(Saved entries)
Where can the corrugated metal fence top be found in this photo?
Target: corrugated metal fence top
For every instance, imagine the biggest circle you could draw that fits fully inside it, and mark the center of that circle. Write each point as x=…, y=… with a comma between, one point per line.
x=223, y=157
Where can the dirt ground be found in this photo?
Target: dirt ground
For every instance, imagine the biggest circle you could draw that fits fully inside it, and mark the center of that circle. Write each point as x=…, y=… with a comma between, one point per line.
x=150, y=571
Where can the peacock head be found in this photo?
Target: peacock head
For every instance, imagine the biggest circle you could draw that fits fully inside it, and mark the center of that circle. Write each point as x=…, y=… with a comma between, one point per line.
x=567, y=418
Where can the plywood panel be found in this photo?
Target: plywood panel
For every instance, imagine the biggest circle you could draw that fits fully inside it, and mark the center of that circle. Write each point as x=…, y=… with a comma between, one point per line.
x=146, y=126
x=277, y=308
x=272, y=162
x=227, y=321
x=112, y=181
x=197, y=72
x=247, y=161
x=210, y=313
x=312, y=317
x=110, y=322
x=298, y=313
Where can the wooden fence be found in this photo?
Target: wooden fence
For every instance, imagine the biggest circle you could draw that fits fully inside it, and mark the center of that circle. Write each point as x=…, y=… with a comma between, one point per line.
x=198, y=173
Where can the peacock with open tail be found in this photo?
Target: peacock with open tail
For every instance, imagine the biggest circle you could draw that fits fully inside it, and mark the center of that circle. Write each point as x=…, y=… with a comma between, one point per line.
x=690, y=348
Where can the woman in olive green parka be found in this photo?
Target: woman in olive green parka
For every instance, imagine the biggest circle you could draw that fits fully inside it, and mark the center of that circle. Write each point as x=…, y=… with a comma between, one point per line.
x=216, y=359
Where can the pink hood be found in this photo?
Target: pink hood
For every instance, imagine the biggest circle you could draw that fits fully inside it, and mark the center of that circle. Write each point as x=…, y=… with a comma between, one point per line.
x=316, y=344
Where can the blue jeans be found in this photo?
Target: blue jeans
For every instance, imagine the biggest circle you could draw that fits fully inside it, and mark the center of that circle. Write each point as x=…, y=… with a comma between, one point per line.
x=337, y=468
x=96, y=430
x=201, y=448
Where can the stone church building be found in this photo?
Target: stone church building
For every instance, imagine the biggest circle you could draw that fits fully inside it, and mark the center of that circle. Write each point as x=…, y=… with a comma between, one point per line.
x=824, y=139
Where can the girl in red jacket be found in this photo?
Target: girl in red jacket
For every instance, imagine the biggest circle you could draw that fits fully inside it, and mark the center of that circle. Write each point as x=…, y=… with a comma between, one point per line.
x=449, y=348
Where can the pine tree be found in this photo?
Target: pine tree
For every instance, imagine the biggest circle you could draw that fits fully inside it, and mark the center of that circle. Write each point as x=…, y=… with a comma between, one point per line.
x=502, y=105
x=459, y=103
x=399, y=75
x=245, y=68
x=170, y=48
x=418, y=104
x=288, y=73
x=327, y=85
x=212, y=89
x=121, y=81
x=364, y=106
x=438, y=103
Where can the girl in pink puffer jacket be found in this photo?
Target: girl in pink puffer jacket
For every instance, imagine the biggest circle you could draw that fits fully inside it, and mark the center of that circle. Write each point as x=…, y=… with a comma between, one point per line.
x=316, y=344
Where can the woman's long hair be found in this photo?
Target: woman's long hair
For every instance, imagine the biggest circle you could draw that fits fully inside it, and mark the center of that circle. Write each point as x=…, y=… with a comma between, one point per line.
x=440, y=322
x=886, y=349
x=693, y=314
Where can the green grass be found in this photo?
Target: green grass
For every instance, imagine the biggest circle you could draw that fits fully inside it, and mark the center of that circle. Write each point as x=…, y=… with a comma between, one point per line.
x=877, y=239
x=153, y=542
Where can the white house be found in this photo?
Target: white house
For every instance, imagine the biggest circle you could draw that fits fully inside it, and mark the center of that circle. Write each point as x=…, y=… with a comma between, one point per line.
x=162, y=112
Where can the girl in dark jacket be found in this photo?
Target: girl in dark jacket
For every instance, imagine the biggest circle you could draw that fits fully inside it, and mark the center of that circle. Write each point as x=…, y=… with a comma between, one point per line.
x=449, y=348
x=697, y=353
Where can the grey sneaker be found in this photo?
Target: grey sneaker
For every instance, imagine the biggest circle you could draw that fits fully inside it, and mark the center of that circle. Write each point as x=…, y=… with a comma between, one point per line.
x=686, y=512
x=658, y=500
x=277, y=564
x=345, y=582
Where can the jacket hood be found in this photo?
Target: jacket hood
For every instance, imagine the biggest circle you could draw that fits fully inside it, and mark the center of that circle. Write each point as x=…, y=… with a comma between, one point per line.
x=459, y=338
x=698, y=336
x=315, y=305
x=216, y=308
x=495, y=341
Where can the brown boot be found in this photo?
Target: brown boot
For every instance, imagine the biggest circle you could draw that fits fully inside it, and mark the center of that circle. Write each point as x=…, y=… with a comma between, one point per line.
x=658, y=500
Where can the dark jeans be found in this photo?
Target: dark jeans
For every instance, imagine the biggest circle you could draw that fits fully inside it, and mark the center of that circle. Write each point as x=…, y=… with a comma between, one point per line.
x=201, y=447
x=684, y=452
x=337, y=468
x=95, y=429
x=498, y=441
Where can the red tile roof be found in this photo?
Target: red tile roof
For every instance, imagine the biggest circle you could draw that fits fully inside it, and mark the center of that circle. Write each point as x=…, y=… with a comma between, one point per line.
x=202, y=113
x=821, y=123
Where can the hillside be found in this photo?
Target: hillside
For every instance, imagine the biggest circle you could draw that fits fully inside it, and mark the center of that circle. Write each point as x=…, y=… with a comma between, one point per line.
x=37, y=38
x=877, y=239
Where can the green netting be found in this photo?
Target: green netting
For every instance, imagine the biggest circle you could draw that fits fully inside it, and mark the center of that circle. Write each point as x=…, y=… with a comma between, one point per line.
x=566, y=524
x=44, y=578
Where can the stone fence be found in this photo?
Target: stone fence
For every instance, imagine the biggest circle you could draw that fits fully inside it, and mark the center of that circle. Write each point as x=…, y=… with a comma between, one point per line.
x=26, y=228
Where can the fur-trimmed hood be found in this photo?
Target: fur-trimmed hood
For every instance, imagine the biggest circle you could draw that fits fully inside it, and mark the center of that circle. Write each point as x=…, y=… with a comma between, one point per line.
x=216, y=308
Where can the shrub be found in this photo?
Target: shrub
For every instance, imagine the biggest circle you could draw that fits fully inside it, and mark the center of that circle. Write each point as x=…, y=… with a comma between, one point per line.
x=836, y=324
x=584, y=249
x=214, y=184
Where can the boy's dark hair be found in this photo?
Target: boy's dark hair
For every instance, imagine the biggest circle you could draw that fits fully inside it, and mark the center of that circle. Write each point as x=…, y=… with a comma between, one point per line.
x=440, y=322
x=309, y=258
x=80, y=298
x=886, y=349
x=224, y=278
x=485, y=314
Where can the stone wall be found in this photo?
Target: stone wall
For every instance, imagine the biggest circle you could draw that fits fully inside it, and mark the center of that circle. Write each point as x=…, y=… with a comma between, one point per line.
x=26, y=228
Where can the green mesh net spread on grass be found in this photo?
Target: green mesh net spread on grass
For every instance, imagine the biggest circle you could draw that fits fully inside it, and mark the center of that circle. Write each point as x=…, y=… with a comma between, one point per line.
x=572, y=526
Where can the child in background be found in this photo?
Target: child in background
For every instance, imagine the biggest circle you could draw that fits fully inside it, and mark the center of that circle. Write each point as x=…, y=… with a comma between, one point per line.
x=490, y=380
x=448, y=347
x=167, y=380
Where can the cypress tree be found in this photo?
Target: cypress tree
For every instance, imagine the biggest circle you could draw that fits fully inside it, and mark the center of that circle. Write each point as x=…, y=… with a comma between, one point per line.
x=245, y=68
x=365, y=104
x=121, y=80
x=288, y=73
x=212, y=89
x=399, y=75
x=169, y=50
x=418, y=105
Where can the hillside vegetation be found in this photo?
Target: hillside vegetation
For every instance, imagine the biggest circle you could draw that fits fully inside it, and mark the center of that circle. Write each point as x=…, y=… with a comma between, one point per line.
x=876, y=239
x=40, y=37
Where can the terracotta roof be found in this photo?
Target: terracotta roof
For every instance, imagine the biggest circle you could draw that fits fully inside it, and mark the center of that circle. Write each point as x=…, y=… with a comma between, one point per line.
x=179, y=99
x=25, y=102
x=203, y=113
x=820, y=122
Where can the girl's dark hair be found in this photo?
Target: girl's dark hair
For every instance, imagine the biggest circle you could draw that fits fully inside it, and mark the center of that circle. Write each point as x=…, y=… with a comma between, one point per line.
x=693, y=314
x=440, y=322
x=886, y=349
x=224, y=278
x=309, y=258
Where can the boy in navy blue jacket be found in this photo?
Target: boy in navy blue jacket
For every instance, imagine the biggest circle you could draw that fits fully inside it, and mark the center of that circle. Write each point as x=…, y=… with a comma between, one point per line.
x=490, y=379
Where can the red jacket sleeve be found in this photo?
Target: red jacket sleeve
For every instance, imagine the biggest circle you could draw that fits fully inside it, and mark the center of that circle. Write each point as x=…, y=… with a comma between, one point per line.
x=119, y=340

# Task details:
Repeat the entries above verbatim, but only from the line that has "Target: cypress tree" down to the line that has "Target: hillside vegetation", inclusive.

# Solution below:
Target: cypress tree
For every instance, imagine the biggest circle you could draw that fits fully inside it, and mark the center of that circle. Write each point as x=…, y=… with a comma between, one point per line.
x=245, y=68
x=365, y=104
x=121, y=80
x=288, y=73
x=212, y=89
x=399, y=75
x=169, y=50
x=418, y=105
Where can the hillside vegetation be found in this photo?
Target: hillside vegetation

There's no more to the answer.